#### Exercise instructions
A - For the Kubernetes worker post, decide whether each statement agrees with it: (i) the 2017-10-10 changes moved Docker to version 17.03.2-ce; (ii) the flannel role's default IP range is 10.200.0.0/24; (iii) the cluster IP for kube-dns is now hardcoded to 10.32.0.254. Answer yes or no for each, and quote the deciding words.
B - Write the next part of the Kubernetes worker post, starting right after its final sentence.

#### Excerpt

--- START ---

Kubernetes the not so hard way with Ansible (at Scaleway) - Part 7 - The worker [updated for Kubernetes v1.9]

Installing Flannel,Docker,kube-apiserver,kube-controller-manager,kube-scheduler and kube-dns

February 20, 2017

CHANGELOG

2018-01-06

  • update to Kubernetes v1.9.1
  • kubedns service template updated for Kubernetes 1.9
  • change defaults for k8s_ca_conf_directory and k8s_config_directory
  • introduce flexible parameter settings for kubelet via `k8s_worker_kubelet_settings/k8s_worker_kubelet_settings_user’ variables
  • introduce flexible parameter settings for kube-proxy via k8s_worker_kubeproxy_settings/k8s_worker_kubeproxy_settings_user
  • add kube-proxy healthz-bind-address setting

2018-01-03

  • k8s_cluster_dns and k8s_cluster_domain variables are gone. Values for clusterIP (the Kubernetes cluster IP for kube-dns) is now hardcoded to 10.32.0.254. Same is true for k8s_cluster_domain which was hardcoded to cluster.local. User needs to review kubedns/templates/kubedns.yaml.j2 template and adjust accordingly if the default values are not used.

2017-11-19

  • update to flannel 0.9.1

2017-10-10

  • update to flannel 0.9.0
  • flanneld config now uses VXLAN backend by default
  • add –healthz-ip and –healthz-port options to flanneld systemd service file
  • removed alsologtostderr option from systemd service file
  • use variable for flannel subnet directory
  • update CNI plugin to 0.6.0
  • variable local_cert_dir changed to k8s_ca_conf_directory / added k8s_ca_conf_directory
  • Docker update to 17.03.2-ce
  • added –masquerade-all to kube-proxy settings to avoid DNS problems
  • added healthz-bind-address and healthz-port option to kube-apiserver
  • added task to install several needed network packages
  • added missing default variable k8s_controller_manager_cluster_cidr
  • changed variable k8s_download_dir to k8s_worker_download_dir
  • a few fixes in the role
  • rename local_cert_dir -> k8s_ca_conf_directory
  • rename k8s_cni_plugins -> k8s_cni_plugin_version
  • removed k8s_kubelet_token as we now use RBAC (RBAC everywhere ;-) )

This post is based on Kelsey Hightower’s Kubernetes The Hard Way - Bootstrapping Kubernetes Workers.

To allow easy communication between the hosts and their services (etcd, API server, kubelet, …) we installed PeerVPN . This gives us some kind of a unified and secure network for our Kubernetes hosts (like a AWS VPC or Google Cloud Engine VPC). Now we need the same for our pods we want to run in our cluster (let’s call it the pod network). For this we use flannel. flannel is a network fabric for containers, designed for Kubernetes.

First we need a big IP range for that. The default value in my flannel role ansible-role-flanneld is 10.200.0.0/16 (flannel_ip_range). This range is stored in etcd. Flannel will use a /24 subnet for every host where flanneld runs on out of that big IP range we configured. Further every pod on a worker node will get a IP address out of the /24 subnet which flannel uses for a specific host. On the flannel site you can see a diagram that shows pretty good how this works.

--- END ---

#### Data section

--- START ---

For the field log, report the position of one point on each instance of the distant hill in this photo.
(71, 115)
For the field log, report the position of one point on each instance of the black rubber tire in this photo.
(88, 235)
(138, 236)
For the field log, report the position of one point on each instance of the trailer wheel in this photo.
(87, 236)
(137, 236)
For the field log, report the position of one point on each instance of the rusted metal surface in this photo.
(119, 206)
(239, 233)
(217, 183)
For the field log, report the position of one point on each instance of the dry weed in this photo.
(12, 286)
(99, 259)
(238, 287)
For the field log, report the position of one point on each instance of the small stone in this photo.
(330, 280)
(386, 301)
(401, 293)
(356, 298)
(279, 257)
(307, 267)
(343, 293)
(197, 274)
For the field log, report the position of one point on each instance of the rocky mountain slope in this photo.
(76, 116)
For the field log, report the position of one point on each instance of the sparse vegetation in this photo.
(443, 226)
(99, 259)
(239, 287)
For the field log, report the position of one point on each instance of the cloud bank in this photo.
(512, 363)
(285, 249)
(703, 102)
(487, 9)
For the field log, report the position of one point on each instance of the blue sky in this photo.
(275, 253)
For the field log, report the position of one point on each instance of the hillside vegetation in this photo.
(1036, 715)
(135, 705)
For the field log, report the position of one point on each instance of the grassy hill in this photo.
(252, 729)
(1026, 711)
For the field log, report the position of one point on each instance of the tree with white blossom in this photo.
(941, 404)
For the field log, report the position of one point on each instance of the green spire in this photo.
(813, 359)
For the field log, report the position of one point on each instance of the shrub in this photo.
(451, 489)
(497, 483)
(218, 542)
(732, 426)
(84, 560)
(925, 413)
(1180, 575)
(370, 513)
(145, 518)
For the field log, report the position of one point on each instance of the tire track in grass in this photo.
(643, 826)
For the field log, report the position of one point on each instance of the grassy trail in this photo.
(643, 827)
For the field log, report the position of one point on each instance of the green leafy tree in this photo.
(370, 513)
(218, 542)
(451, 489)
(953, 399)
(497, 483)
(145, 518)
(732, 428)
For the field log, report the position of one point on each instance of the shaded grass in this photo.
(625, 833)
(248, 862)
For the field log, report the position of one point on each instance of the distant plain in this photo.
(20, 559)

--- END ---

#### Answers below
A -
(i) Yes: "Docker update to 17.03.2-ce"
(ii) No: "The default value in my flannel role ansible-role-flanneld is 10.200.0.0/16 (flannel_ip_range)."
(iii) Yes: "Values for clusterIP (the Kubernetes cluster IP for kube-dns) is now hardcoded to 10.32.0.254."

B -
As already mentioned I created a role for installing flannel: ansible-role-flanneld. Install the role via

ansible-galaxy install githubixx.flanneld

The role has the following default settings:

# The interface on which the K8s services should listen on. As all cluster
# communication should use the PeerVPN interface the interface name is
# normally "tap0" or "peervpn0".
k8s_interface: "tap0"
# The directory to store the K8s certificates and other configuration
k8s_conf_dir: "/var/lib/kubernetes"
# CNI network plugin settings
k8s_cni_conf_dir: "/etc/cni/net.d"
# The directory from where to copy the K8s certificates. By default this
# will expand to user's LOCAL $HOME (the user that run's "ansible-playbook ..."
# plus "/k8s/certs". That means if the user's $HOME directory is e.g.
# "/home/da_user" then "k8s_ca_conf_directory" will have a value of
# "/home/da_user/k8s/certs".
k8s_ca_conf_directory: "{{ '~/k8s/certs' | expanduser }}"

etcd_conf_dir: "/etc/etcd"
etcd_bin_dir: "/usr/local/bin"
etcd_client_port: 2379
etcd_certificates:
  - ca-etcd.pem
  - ca-etcd-key.pem
  - cert-etcd.pem
  - cert-etcd-key.pem

flannel_version: "v0.9.1"
flannel_etcd_prefix: "/kubernetes-cluster/network"
flannel_ip_range: "10.200.0.0/16"
flannel_backend_type: "vxlan"
flannel_cni_name: "podnet"
flannel_subnet_file_dir: "/run/flannel"
flannel_options_dir: "/etc/flannel"
flannel_bin_dir: "/usr/local/sbin"
flannel_ip_masq: "true"
flannel_cni_conf_file: "10-flannel"
flannel_healthz_ip: "0.0.0.0"
flannel_healthz_port: "0" # 0 = disable

Basically there should be no need to change any of the settings if you used mostly the default settings of my other roles so far. Maybe there’re two settings which you may choose to change. flannel_etcd_prefix is the path in etcd where flannel will store it’s config object. So with the default above the whole path to the flannel config object in etcd would be /kubernetes-cluster/network/config. Next flannel_ip_range is the big IP range I mentioned above. Don’t make it too small! For every host flannel will choose a /24 subnet out of this range.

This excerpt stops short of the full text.